## Exercise
Transcribe each record below character for character.

Information supplied Start Marker

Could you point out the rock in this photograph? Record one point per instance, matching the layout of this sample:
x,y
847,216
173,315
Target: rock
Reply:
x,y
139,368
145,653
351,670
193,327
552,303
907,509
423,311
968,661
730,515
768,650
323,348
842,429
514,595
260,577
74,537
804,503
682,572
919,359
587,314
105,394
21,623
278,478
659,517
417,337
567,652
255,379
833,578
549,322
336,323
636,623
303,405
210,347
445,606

Information supplied End Marker

## Solution for this exercise
Could you point out the rock in this photograph? Record one point per instance, matching the layout of this sample:
x,y
847,216
173,315
Target: rock
Reply:
x,y
139,368
145,653
351,670
193,327
552,303
907,509
423,311
968,661
730,515
768,650
323,348
842,429
514,595
260,577
74,537
804,503
682,572
919,359
587,314
105,394
21,623
278,478
659,517
417,337
567,652
255,379
833,578
549,322
336,323
636,623
303,405
210,347
445,606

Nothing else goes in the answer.